'''

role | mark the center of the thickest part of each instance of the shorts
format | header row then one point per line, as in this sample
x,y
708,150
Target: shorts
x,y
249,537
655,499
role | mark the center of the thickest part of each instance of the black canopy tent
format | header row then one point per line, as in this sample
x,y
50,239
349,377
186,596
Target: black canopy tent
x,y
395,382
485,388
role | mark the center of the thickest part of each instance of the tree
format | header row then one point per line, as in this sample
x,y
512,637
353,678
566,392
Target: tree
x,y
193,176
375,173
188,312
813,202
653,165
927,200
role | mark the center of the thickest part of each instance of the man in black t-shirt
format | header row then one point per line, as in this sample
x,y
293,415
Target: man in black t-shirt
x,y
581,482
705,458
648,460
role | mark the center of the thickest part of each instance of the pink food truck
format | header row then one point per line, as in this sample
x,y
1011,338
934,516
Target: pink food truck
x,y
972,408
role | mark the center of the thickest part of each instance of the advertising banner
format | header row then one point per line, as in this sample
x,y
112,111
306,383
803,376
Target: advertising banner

'''

Reproduce every line of the listing above without any changes.

## [RESULT FOR THIS EXERCISE]
role | mark the center of the thickest part of each instance of the shorts
format | header row then one point per line, as in this sample
x,y
708,150
Target: shorts
x,y
249,537
655,499
role | mark the center of the thickest part of each instance of the black canopy tent
format | header row then one point per line, as in this sample
x,y
50,239
349,377
186,596
Target: black canopy tent
x,y
395,382
485,388
role | mark the center of the thickest part of each instance of the tree
format | header row then one point per line, as in this sample
x,y
512,637
353,678
566,392
Target: tree
x,y
193,176
375,173
188,312
813,202
653,165
927,200
role | mark the center of the thickest part of each instance of the man in black t-shirt
format | header row then one point per line, as in this sample
x,y
293,415
Target: man in black t-shirt
x,y
581,482
705,458
648,460
role | mark the center of the thickest part of each instance of the pink food truck
format | header row then one point per line, as in this sample
x,y
1011,338
934,516
Target: pink food truck
x,y
972,408
role | mark the center of the thickest part of each instance of the advertising banner
format | header row then one point per line, as in this sample
x,y
112,111
306,383
803,376
Target: advertising banner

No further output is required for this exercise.